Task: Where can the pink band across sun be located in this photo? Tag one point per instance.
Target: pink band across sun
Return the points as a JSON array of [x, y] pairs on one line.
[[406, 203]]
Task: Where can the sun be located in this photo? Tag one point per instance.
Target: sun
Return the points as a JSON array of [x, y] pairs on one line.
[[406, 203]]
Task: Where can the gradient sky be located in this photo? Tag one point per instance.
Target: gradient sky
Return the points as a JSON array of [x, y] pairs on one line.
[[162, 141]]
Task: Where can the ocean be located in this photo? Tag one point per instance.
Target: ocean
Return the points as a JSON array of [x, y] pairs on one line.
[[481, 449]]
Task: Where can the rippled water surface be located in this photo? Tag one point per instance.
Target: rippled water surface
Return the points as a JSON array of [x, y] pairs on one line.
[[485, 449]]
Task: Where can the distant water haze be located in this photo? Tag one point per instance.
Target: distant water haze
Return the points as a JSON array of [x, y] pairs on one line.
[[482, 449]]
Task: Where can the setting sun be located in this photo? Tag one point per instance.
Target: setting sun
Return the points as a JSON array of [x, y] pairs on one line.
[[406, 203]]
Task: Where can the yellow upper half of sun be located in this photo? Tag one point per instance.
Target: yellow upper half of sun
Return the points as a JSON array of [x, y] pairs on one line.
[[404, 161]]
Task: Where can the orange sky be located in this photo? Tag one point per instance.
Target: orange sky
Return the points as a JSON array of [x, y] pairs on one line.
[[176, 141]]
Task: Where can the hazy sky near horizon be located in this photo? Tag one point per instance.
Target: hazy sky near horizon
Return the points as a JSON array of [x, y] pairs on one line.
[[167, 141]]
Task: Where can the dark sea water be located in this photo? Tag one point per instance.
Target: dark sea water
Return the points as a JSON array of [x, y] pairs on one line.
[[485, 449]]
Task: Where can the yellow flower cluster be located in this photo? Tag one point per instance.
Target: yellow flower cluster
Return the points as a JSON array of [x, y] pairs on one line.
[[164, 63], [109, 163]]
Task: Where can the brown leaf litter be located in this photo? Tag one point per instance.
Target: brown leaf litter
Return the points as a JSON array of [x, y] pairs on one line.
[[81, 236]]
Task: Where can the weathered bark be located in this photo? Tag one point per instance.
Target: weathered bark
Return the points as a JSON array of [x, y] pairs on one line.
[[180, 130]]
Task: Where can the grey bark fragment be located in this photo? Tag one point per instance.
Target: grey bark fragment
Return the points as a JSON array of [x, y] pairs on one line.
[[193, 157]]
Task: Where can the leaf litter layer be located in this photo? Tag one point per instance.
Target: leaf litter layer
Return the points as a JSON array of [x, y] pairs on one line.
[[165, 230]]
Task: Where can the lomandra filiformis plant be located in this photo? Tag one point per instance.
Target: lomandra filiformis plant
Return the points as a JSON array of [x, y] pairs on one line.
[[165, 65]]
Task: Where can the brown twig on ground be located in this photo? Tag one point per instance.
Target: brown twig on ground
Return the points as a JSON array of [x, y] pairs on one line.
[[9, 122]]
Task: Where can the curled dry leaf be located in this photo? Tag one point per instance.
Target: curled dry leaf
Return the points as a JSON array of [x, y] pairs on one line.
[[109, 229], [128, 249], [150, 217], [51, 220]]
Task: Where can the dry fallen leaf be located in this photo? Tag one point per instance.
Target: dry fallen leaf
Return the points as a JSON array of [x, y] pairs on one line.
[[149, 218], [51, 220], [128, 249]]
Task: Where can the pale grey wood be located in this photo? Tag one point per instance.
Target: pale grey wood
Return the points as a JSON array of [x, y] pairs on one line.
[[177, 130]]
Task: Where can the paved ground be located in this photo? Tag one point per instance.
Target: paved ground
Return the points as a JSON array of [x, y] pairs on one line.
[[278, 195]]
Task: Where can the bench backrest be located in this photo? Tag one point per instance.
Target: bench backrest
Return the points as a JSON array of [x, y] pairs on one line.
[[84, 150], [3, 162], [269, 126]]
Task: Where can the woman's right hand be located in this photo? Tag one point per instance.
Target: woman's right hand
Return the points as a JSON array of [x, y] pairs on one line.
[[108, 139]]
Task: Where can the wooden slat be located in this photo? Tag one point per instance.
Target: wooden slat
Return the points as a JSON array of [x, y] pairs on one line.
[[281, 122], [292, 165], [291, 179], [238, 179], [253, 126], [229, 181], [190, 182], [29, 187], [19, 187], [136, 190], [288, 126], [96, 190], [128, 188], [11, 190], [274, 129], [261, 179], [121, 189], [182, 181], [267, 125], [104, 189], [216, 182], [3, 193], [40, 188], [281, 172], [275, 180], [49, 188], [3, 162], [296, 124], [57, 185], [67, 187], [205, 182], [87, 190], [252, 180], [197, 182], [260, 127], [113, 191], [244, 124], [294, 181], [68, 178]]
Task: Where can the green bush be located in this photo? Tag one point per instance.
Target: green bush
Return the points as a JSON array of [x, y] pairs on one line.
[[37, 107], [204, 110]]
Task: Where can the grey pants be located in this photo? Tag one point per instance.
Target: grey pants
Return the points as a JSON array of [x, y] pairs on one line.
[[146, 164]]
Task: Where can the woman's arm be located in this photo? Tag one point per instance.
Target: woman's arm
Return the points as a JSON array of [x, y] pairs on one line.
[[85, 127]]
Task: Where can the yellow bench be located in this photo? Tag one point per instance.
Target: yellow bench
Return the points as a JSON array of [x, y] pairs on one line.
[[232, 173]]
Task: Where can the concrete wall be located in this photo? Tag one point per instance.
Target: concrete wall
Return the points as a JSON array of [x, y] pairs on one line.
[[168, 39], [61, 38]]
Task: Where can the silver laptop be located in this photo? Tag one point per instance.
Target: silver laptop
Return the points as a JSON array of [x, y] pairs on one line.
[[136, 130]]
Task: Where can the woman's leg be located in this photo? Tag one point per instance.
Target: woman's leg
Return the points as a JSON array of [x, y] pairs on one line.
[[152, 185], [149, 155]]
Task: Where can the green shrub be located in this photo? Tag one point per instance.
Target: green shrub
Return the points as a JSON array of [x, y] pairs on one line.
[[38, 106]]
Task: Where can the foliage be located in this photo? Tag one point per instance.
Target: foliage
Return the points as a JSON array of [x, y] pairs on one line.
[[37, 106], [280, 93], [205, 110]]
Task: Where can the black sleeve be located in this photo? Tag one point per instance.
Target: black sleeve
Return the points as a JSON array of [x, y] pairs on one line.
◆ ◆ ◆ ◆ ◆
The request → Repeat the records above exactly.

Response to this task →
Task: Where can the pink band across sun be located in this photo? Tag one point per instance.
Target: pink band across sun
Return the points as a JSON array of [x, y] pairs on one line.
[[406, 203]]
Task: Where can the sun be located in this photo? Tag one point per instance.
Target: sun
Return the points as a JSON array of [x, y] pairs on one line.
[[406, 203]]
Task: Where can the gradient sky be located in this photo? Tag one point per instance.
Target: gradient sky
Return the points as a JSON array of [x, y] pairs on one line.
[[162, 141]]
Task: Where can the ocean be located in this photo? Tag one point per instance.
Target: ocean
Return the points as a JSON array of [x, y] pairs on one line.
[[481, 449]]
Task: Where can the rippled water surface be located in this photo? Tag one point per instance.
Target: rippled water surface
Return the points as a JSON array of [x, y] pairs on one line.
[[485, 449]]
Task: Where can the distant water haze be located in this photo? Tag one point per instance.
Target: distant water haze
Return the points as a JSON array of [x, y] pairs on one line.
[[482, 449]]
Task: Where can the setting sun be located in this photo? Tag one point per instance.
Target: setting sun
Return the points as a JSON array of [x, y] pairs on one line.
[[406, 203]]
Task: Where can the yellow upper half of sun be located in this photo? Tag one point per instance.
Target: yellow upper half of sun
Return the points as a JSON array of [x, y] pairs on one line.
[[404, 161]]
Task: Where can the orange sky be located in this photo? Tag one point per instance.
Target: orange sky
Return the points as a JSON array of [x, y] pairs on one line.
[[176, 141]]
Task: Where can the hazy sky near horizon be located in this photo? Tag one point per instance.
Target: hazy sky near horizon
Return the points as a JSON array of [x, y] pairs on one line.
[[167, 141]]
Task: Where can the dark sea water be located in this photo? Tag one point per instance.
Target: dark sea water
Return the points as a JSON array of [x, y] pairs on one line.
[[485, 449]]
Task: Where can the yellow flower cluster be located in this photo? Tag one point per instance.
Target: yellow flower cluster
Return the points as a JSON array of [x, y] pairs on one line.
[[164, 63], [109, 163]]
Task: Where can the brown leaf litter be located in this photo? Tag one point per instance.
Target: brown leaf litter
Return the points as a JSON array of [x, y] pairs on one line.
[[81, 236]]
Task: Where can the weathered bark be located in this photo? Tag one point per instance.
Target: weathered bark
Return the points as a JSON array of [x, y] pairs on one line.
[[180, 130]]
Task: Where can the grey bark fragment be located in this photo? Tag one point per instance.
Target: grey bark fragment
Return the points as a JSON array of [x, y] pairs on one line.
[[193, 157]]
Task: Where can the leaf litter layer be located in this photo? Tag one point per instance.
Target: leaf litter layer
Return the points as a JSON array of [x, y] pairs on one line.
[[165, 230]]
Task: Where can the lomandra filiformis plant be located in this photo? Tag one point per instance.
Target: lomandra filiformis plant
Return the points as a JSON array of [x, y] pairs on one line.
[[165, 65]]
Task: Where can the brown twig on ground be located in this photo? Tag one point per instance.
Target: brown twig on ground
Return the points as a JSON array of [x, y] pairs on one line.
[[9, 122]]
Task: Where can the curled dry leaf be located in this photo? Tag one point per instance.
Target: curled dry leaf
Return the points as a JSON array of [x, y] pairs on one line.
[[109, 229], [128, 249], [150, 217], [51, 220]]
Task: Where can the dry fallen leaf be located in this photo? Tag one point per instance.
Target: dry fallen leaf
Return the points as a JSON array of [x, y] pairs on one line.
[[149, 218], [51, 220], [128, 249]]
Task: Where can the pale grey wood be located in this photo? Tag one point per instance.
Target: pale grey wood
Return the points as a JSON array of [x, y] pairs on one line.
[[177, 130]]
Task: Where can the paved ground be located in this photo? Tag one point per instance.
Target: paved ground
Return the points as a JSON array of [x, y] pairs on one line.
[[278, 195]]
Task: Where can the bench backrest be located in this photo? Tag one point per instance.
Target: bench backrest
Return the points as a JSON array of [x, y] pairs on one line.
[[84, 150], [3, 162], [269, 126]]
Task: Where can the woman's right hand be located in this photo? Tag one point per instance.
Target: woman's right hand
Return the points as a JSON array of [x, y] pairs on one line.
[[108, 139]]
Task: Where can the wooden slat be located in this photo? Tag one point per instance.
Target: wooden slat
Return the points as a JSON array of [x, y] pairs on one line.
[[281, 122], [292, 165], [291, 179], [238, 179], [253, 126], [229, 181], [190, 182], [29, 187], [19, 187], [136, 190], [288, 126], [96, 190], [128, 188], [11, 190], [274, 129], [261, 179], [121, 189], [182, 181], [267, 125], [104, 189], [216, 182], [3, 193], [40, 188], [281, 172], [275, 180], [49, 188], [3, 162], [296, 124], [57, 185], [67, 187], [205, 182], [87, 190], [252, 180], [197, 182], [260, 127], [113, 191], [244, 124], [294, 181], [68, 178]]
Task: Where can the green bush be located in this photo? Tag one point per instance.
Target: green bush
Return the points as a JSON array of [x, y] pairs on one line.
[[37, 107], [204, 110]]
Task: Where can the grey pants be located in this photo? Tag one point per instance.
Target: grey pants
Return the points as a JSON array of [x, y] pairs on one line.
[[146, 164]]
Task: Where can the woman's arm be located in this photo? Tag one point per instance.
Target: woman's arm
Return the points as a JSON array of [x, y] pairs on one line.
[[85, 127]]
Task: Where can the yellow bench be located in this photo? Tag one point per instance.
Target: yellow bench
Return the points as a JSON array of [x, y] pairs on one line.
[[232, 173]]
Task: Where can the concrete wall be located in this photo? Tag one point per instance.
Target: concrete wall
Return the points as a JSON array of [x, y] pairs on one line.
[[168, 39], [61, 38]]
Task: Where can the silver laptop be located in this photo? Tag one point per instance.
Target: silver laptop
Return the points as a JSON array of [x, y] pairs on one line.
[[136, 130]]
Task: Where can the woman's leg be located in this photo? Tag one point per instance.
Target: woman's leg
Return the points as a JSON array of [x, y] pairs on one line.
[[152, 185], [149, 155]]
Task: Where can the green shrub be located in this photo? Tag one point per instance.
Target: green shrub
Return the points as a JSON array of [x, y] pairs on one line.
[[38, 106]]
Task: Where can the foliage be located in this photo? Tag one point per instance.
Target: foliage
Return the points as a JSON array of [x, y] pairs on one line.
[[37, 106], [280, 93], [205, 110]]
Task: Where can the black sleeve be located in this photo? Tag one point per instance.
Target: black sleeve
Return the points as a JSON array of [x, y] pairs on one line.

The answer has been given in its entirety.